多少年前,一个云淡风轻的午后,家门口的苦楝树正飘落紫色的花瓣,割椤树酸得割人舌头的果子已被我们采摘吃光。母鸡咯咯咯地招呼着小鸡们在香蕉树荫里觅食,睡在庭前的黄狗被我撵到一边。奶奶挑着猪屎草薯(一种药材)刚刚回来,坐在一旁的“稻架床”上边喘气边揩汗水。母亲把洗好的床单搭在篱笆上晾晒,一不小心,洗得发白的床单上的一朵朵白云飞到天空中。

年轻力壮的父亲从墙旮旯把几截粗细长短不一的木头翻出来摊排在庭前空地上,有母荔枝、坡垒、青梅、黄丹和苦籽等。均是海南名木,在现在弥足珍贵,但在那时实属稀松平常。父亲是远近闻名的木匠,这几截木头大多是平时给人打制家具时的剩料。家里人口增多,睡觉的地方越来越拥挤,父亲早就想打一张“风床”(卧床,琼南方言)。刚好这几天有闲。这不,庭前我已经帮他摆好了各种工具:斧子、凿子、锯子、木柄锥,当然还有刨子和墨斗。父亲掂量了这堆木头一会,便开始“放线”,让我过来拉墨斗线。我对这轻车熟路,便给父亲当起帮手。忙乎半天终于“放完线”,父亲操起泛着寒光的斧子便“刷刷刷”削起木头,我坐一旁饶有兴趣瞅着玩儿。当然我也不是总闲着,不久父亲把削好的一根木头放在专用的木工凳上准备刨木,就我该上场了。父亲用的是“双刨“,所谓”双刨“就是木制的刨身横穿两个木横条,两人合用,一推一拉同时用力,可大大提高工作效率。这样父子俩一推一拉便开干,不多久地面上便堆起一堆堆”刨花“,凉风吹过,”刨花“特有的清香便洋溢整个院子,让人沉醉。刚才被我吵醒的黄狗这会躺在一堆“刨花”里打滚撤欢儿,正在煮鸡屎蒌藤粿汤的母亲时不时过来抱起“刨花”把灶膛塞得满满当当,听着铝锅盖头被热气冲击“噗噗噗”的响声,我心猿意马,一边拉刨一边惦记着锅里的鸡屎蒌藤粿汤,有几次把刨子拉歪了。。。。。。

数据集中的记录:
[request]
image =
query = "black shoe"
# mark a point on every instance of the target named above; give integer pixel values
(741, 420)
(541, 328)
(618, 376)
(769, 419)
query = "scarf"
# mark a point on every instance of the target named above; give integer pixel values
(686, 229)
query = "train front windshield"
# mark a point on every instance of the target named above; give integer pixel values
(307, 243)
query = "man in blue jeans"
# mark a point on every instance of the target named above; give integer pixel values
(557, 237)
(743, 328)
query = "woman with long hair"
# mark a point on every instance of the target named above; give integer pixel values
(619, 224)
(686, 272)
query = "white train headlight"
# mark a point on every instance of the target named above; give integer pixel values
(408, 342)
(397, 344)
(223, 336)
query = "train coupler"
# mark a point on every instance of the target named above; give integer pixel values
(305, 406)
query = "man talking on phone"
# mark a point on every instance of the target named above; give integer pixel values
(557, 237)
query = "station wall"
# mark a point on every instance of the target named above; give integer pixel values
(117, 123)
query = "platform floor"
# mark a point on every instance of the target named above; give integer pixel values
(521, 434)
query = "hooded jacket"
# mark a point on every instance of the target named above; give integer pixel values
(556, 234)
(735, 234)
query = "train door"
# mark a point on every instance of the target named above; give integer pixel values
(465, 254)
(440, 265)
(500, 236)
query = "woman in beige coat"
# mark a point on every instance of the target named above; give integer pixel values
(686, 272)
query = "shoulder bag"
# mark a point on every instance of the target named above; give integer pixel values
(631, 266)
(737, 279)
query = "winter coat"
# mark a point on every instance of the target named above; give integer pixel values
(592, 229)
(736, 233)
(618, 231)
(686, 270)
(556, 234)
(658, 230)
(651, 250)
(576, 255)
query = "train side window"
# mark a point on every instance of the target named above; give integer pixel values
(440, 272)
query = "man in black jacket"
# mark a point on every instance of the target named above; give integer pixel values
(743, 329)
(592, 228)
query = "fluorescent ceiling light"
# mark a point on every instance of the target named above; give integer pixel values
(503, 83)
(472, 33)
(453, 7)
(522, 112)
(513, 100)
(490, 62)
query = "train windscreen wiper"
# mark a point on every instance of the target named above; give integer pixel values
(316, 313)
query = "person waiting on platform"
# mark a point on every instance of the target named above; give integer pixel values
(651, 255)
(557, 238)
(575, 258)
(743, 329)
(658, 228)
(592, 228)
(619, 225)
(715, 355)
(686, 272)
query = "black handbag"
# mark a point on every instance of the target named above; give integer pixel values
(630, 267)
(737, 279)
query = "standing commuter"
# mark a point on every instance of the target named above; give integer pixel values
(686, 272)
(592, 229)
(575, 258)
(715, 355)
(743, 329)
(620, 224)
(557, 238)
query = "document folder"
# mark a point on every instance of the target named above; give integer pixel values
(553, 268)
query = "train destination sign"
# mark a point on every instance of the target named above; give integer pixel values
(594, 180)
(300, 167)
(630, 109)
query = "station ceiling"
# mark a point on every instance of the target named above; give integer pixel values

> _待办任务_
a) 列出正文中“我”在庭前为父亲摆好的全部工具。
b) 统计列表中含有字符串“coat”的行数,只给出数字,区分大小写。
正文与列表彼此没有关联。

> _本题答案_
a) 斧子、凿子、锯子、木柄锥、刨子、墨斗

b) 2